Your objective
Verbatim copy without images: repeat the records in full.

* * * * * * *

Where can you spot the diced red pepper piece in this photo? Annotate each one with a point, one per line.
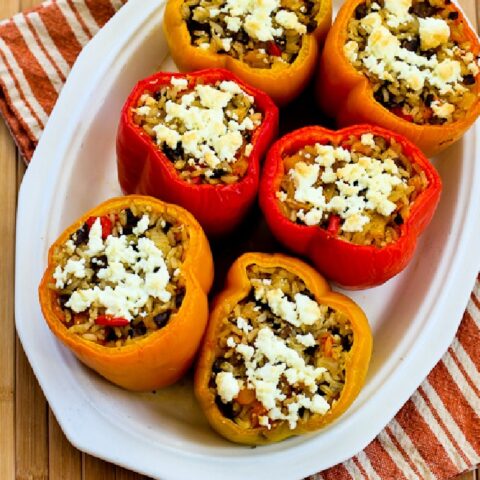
(106, 224)
(398, 111)
(333, 224)
(273, 49)
(111, 321)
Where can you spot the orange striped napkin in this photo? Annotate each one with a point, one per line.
(436, 435)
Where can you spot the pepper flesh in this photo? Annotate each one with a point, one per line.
(350, 265)
(346, 94)
(237, 288)
(282, 83)
(158, 359)
(143, 168)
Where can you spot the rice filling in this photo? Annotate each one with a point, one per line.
(413, 53)
(360, 190)
(204, 130)
(261, 34)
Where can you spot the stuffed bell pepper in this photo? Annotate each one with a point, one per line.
(283, 354)
(411, 66)
(125, 290)
(196, 140)
(352, 201)
(272, 45)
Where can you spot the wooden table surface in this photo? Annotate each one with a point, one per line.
(32, 446)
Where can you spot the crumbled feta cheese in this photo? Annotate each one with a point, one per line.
(306, 340)
(142, 225)
(290, 21)
(442, 110)
(227, 386)
(181, 83)
(243, 324)
(351, 50)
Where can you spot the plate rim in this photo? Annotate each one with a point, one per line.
(39, 174)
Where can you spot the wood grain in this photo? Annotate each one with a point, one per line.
(32, 445)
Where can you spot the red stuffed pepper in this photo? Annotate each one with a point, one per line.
(353, 201)
(196, 140)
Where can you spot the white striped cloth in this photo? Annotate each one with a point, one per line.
(436, 435)
(37, 50)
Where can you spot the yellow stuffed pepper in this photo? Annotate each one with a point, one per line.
(283, 354)
(125, 289)
(271, 45)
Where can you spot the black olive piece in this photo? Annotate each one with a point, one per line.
(241, 37)
(173, 153)
(378, 95)
(217, 365)
(225, 408)
(428, 53)
(309, 5)
(437, 121)
(311, 350)
(101, 262)
(63, 299)
(423, 10)
(131, 221)
(361, 11)
(81, 235)
(112, 337)
(140, 329)
(162, 318)
(346, 344)
(167, 227)
(411, 44)
(429, 99)
(312, 26)
(218, 172)
(309, 294)
(179, 297)
(194, 26)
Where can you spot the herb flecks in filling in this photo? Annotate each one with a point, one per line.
(281, 355)
(119, 276)
(360, 190)
(261, 34)
(204, 130)
(420, 67)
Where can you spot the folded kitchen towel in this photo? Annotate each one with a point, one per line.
(436, 435)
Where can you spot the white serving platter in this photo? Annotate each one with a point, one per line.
(164, 435)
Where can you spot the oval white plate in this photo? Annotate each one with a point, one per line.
(414, 316)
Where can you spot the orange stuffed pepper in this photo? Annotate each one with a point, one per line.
(271, 45)
(126, 290)
(283, 354)
(409, 66)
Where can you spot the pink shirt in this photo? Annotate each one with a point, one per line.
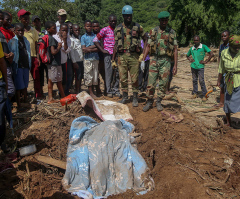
(107, 34)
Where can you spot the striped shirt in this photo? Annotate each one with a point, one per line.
(107, 34)
(229, 64)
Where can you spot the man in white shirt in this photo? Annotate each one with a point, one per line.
(62, 16)
(63, 37)
(77, 57)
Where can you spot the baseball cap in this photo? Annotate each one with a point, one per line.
(23, 12)
(62, 12)
(35, 17)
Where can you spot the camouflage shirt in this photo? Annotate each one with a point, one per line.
(165, 40)
(132, 34)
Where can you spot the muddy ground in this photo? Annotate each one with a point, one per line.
(196, 158)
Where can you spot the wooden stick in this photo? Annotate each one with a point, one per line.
(51, 161)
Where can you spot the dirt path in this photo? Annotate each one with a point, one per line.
(196, 158)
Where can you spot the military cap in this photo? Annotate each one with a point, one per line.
(163, 14)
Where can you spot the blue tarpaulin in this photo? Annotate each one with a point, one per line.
(101, 160)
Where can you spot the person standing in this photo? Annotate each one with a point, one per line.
(143, 74)
(162, 45)
(3, 94)
(225, 38)
(229, 65)
(32, 36)
(198, 52)
(128, 46)
(77, 57)
(63, 37)
(91, 59)
(55, 68)
(107, 35)
(20, 46)
(62, 17)
(36, 22)
(6, 35)
(101, 71)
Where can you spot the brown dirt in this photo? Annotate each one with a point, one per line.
(196, 158)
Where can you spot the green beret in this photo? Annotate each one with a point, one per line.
(163, 14)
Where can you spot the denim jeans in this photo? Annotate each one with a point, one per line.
(195, 74)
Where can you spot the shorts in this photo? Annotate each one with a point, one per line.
(91, 72)
(55, 73)
(222, 81)
(21, 78)
(80, 71)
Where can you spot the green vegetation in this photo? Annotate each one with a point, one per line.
(208, 18)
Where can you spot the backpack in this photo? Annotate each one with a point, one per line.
(44, 50)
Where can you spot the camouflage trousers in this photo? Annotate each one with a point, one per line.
(128, 62)
(159, 68)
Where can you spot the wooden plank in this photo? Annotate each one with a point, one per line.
(51, 161)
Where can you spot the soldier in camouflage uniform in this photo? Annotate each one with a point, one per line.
(162, 45)
(128, 46)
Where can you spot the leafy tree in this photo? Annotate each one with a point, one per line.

* * * * * * *

Your solution
Where can you spot the diced red pepper piece in this photo? Annotate each one with a point, one per line.
(106, 224)
(398, 111)
(333, 224)
(273, 49)
(111, 321)
Where can you spot the orange striped napkin in this photo? Annotate each one with a point, one per line.
(436, 435)
Where can you spot the pepper flesh in this photo? Annotate each one with a point, one per line.
(350, 265)
(346, 94)
(237, 288)
(282, 83)
(158, 359)
(143, 168)
Where can you spot the rice filling in this photo? Annotate each one with a point, one per line.
(413, 53)
(360, 190)
(204, 130)
(261, 34)
Where can you spot the stuffed bell pepper in this photo? Annotate each one with a point, one per line.
(283, 354)
(411, 66)
(125, 290)
(196, 140)
(352, 201)
(272, 45)
Where can you spot the wooden table surface in this photo? Annotate each one with a point, one per line.
(32, 446)
Where can you spot the crumbled feta cheese in this photo? Annotate each one with a point, one per line.
(306, 340)
(142, 225)
(290, 21)
(442, 110)
(227, 386)
(181, 83)
(243, 324)
(351, 50)
Where can you spot the plate rim in this photo? Annotate each one with a point, one per line.
(39, 174)
Where can you spot the wood grain in this photo? Annotate each one with a point, one per line.
(32, 445)
Where can you spot the red stuffed pepper in this photo? Annotate each one with a point, one per line.
(353, 201)
(196, 140)
Where can you spot the white striped cloth in this photo? Annotate each one with a point, one per line.
(436, 435)
(37, 50)
Where can you spot the yellow stuffed pepper in this photo? Annotate each one with a point, one per line.
(283, 354)
(125, 289)
(271, 45)
Where can you spot the black olive piece in this photo? Annotate each one with a point, one per line.
(241, 37)
(173, 153)
(378, 95)
(217, 365)
(225, 408)
(428, 53)
(309, 5)
(437, 121)
(311, 350)
(101, 262)
(63, 299)
(423, 10)
(131, 221)
(361, 11)
(81, 235)
(112, 337)
(140, 329)
(162, 318)
(346, 344)
(167, 227)
(411, 44)
(429, 99)
(312, 26)
(218, 172)
(309, 294)
(179, 297)
(194, 26)
Where can you spot the herb flecks in filling in this photo? Annotate each one with a point, one per line.
(281, 355)
(119, 276)
(360, 190)
(261, 34)
(204, 130)
(420, 67)
Where can you spot the folded kitchen towel in this photo? Annotate each one with a point, one per line.
(436, 435)
Where can you spot the white serving platter in this photo? Annotate each one with a point, one per line.
(164, 435)
Where can you spot the oval white plate in this photo? Annotate each one with a point, one per line.
(414, 316)
Where can you spot the orange stuffed pepper in this photo? Annotate each one with a point, one per line.
(271, 45)
(126, 290)
(283, 354)
(409, 66)
Where can you spot the pink shirt in this photo? Annotate each one with a point, one per line.
(107, 34)
Where can you spot the striped shirt in this photo? Annotate each one with a point, one per line.
(107, 34)
(229, 64)
Where can you spot the man in white shirt in this photo? Annotate each one with a point, one per line.
(62, 16)
(63, 37)
(77, 57)
Where can you spot the baseball cap in this photo? Annotate each one with a point, one per line.
(23, 12)
(62, 12)
(35, 17)
Where can you spot the camouflage shirt in this photo? Annotate each one with a point, one per line.
(165, 40)
(132, 34)
Where can you spot the muddy ground in this photo? Annotate each one with a point, one per line.
(196, 158)
Where can you spot the wooden stick in this photo? Annotate each one with a point, one per line.
(51, 161)
Where can you spot the dirt path in this photo? Annotate each one with a point, one per line.
(196, 158)
Where can you spot the military cap in this photo? Annotate each one with a point, one per line.
(163, 14)
Where can you spot the blue tarpaulin in this photo? Annotate each one with a point, one per line.
(101, 160)
Where can you spot the person standing in this photo? Annotate each one with a point, one per line.
(143, 74)
(162, 45)
(3, 94)
(225, 38)
(229, 65)
(32, 36)
(198, 52)
(128, 46)
(77, 57)
(63, 37)
(91, 59)
(55, 68)
(107, 35)
(20, 46)
(62, 17)
(36, 22)
(6, 35)
(101, 71)
Where can you spot the brown dirt in this photo? Annotate each one with a point, one per line.
(196, 158)
Where can you spot the green beret in this photo? Annotate each one with a point, one per line.
(163, 14)
Where can you spot the denim jeans in this photo? Annotate each one with a point, one per line.
(195, 74)
Where can you spot the shorts in this photo? Annotate each one with a point, one per line.
(91, 72)
(55, 73)
(222, 81)
(21, 78)
(80, 71)
Where can you spot the green vegetation in this photo? Annotate each one with a point, one per line.
(208, 18)
Where can you spot the backpack in this photo? Annotate each one with a point, one per line.
(44, 50)
Where can you spot the camouflage trousers in this photo? Annotate each one with a point, one per line.
(128, 62)
(159, 68)
Where can you spot the wooden plank in this photo? Annotate each one with a point, one per line.
(51, 161)
Where can you spot the soldier in camouflage uniform in this photo? Annotate each one with a point, one per line.
(162, 45)
(128, 46)
Where can you spot the leafy tree in this photo? Annotate each one with a point, one per line.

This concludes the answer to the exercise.